▶ **AIM**: Only the lines from the one holding "referee shirt in this photo as pixel coordinates." to the end should be retyped, exactly, with both ends included and no pictures.
:: DATA EXCERPTS
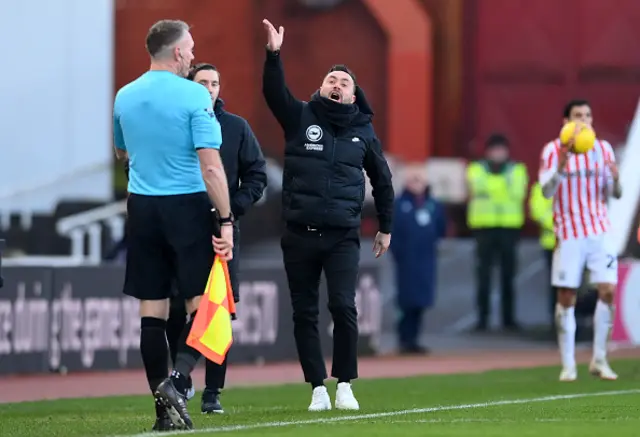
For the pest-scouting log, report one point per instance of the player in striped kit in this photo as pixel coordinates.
(581, 184)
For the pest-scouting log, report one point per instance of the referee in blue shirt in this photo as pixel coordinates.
(164, 125)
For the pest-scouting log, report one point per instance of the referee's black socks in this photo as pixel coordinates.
(153, 347)
(186, 359)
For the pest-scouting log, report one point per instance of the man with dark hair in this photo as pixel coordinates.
(330, 140)
(580, 185)
(245, 167)
(165, 126)
(497, 189)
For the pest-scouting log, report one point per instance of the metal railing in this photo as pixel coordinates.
(77, 227)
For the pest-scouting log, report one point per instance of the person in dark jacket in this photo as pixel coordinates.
(329, 142)
(418, 226)
(245, 168)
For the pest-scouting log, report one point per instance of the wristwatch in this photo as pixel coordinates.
(226, 220)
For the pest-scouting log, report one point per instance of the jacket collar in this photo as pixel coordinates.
(218, 107)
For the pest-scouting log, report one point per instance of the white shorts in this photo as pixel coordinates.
(571, 257)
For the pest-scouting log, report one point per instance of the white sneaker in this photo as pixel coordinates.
(568, 374)
(320, 400)
(345, 400)
(601, 369)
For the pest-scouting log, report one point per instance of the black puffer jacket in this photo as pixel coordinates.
(328, 145)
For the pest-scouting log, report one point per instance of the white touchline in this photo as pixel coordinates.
(356, 417)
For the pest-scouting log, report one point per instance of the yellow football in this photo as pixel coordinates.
(583, 136)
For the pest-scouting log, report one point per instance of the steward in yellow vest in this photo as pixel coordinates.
(495, 214)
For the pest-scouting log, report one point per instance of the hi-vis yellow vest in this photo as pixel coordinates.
(496, 199)
(541, 211)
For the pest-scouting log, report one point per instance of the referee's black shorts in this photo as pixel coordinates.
(169, 238)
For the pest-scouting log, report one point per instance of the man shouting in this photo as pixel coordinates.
(329, 142)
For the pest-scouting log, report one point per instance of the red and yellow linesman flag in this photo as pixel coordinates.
(211, 330)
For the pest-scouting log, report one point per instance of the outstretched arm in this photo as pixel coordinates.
(375, 164)
(286, 108)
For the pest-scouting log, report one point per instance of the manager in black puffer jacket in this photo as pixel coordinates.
(329, 142)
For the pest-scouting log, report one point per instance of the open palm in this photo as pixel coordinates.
(274, 37)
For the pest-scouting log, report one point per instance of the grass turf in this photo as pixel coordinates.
(252, 408)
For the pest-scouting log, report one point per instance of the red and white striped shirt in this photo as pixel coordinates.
(579, 204)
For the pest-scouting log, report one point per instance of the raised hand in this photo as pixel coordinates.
(274, 37)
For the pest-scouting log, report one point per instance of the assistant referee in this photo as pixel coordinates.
(165, 126)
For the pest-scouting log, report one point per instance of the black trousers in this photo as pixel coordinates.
(548, 255)
(409, 326)
(308, 252)
(496, 245)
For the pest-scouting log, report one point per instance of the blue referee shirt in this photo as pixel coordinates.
(160, 119)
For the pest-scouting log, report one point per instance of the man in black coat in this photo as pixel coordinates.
(330, 140)
(245, 168)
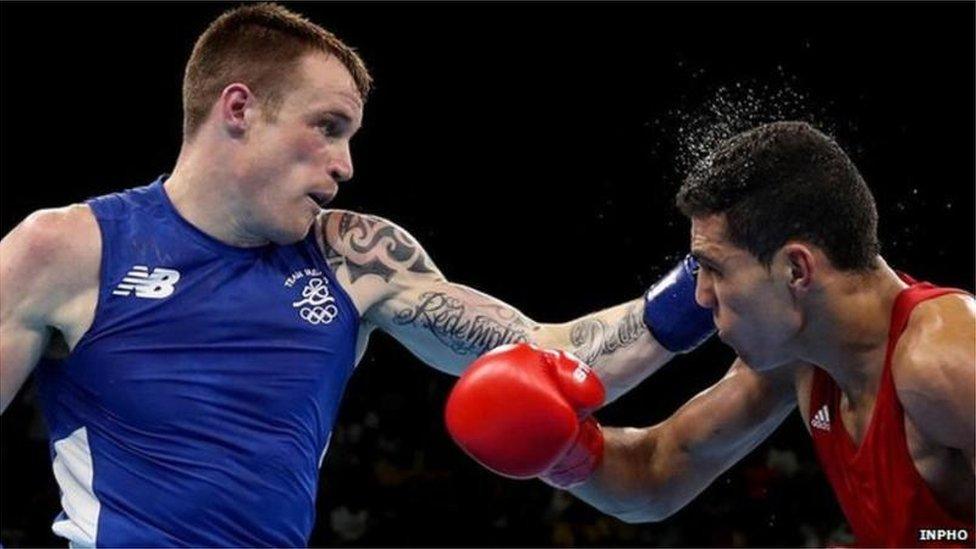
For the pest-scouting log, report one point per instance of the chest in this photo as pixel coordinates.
(205, 336)
(864, 435)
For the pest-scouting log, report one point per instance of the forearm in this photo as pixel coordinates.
(615, 342)
(623, 484)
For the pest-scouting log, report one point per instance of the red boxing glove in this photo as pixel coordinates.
(524, 412)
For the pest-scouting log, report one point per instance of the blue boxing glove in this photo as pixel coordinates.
(671, 313)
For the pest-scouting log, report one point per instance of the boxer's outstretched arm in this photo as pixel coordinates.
(46, 263)
(648, 474)
(397, 288)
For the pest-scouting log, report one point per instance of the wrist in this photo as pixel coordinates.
(581, 459)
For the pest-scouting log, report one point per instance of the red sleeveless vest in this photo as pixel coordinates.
(885, 500)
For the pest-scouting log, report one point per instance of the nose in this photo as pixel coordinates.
(704, 290)
(341, 167)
::::
▶ **RIGHT ANSWER**:
For the pest-scouting log, report one point per instance of the blue referee shirt in this photo as pixel coordinates.
(160, 119)
For the pest-scouting log, report one point per instance of the man in black coat in this photo as pixel coordinates.
(330, 140)
(245, 168)
For the pest-scouting log, report one point per instance of the chest in this photo as pixel coordinates.
(205, 336)
(864, 435)
For the pest-scouting log, report one point per instance of the forearm in this photo as pixel coordinates.
(615, 342)
(623, 484)
For the pest-scouting log, report one point per instance of the red boxing glove in this photo as pixel coordinates.
(524, 412)
For the pest-scouting log, report one point per instance of the blue boxing glove in this photo as pixel coordinates.
(671, 313)
For the pest-scouting log, report one point per instance of the boxer's outstretched arm in this photo as pixel coordinates.
(46, 263)
(648, 474)
(397, 288)
For the pest-scouting log, report one point per instance of the wrist in this photo as pixel coordinates.
(581, 459)
For the pest-scouting log, report one point per instance of the red sleeveless vest in this photo as pixel coordinates.
(885, 500)
For the pest-scouting log, report one point per instance of the nose in this photo as pixel coordinates.
(704, 290)
(341, 167)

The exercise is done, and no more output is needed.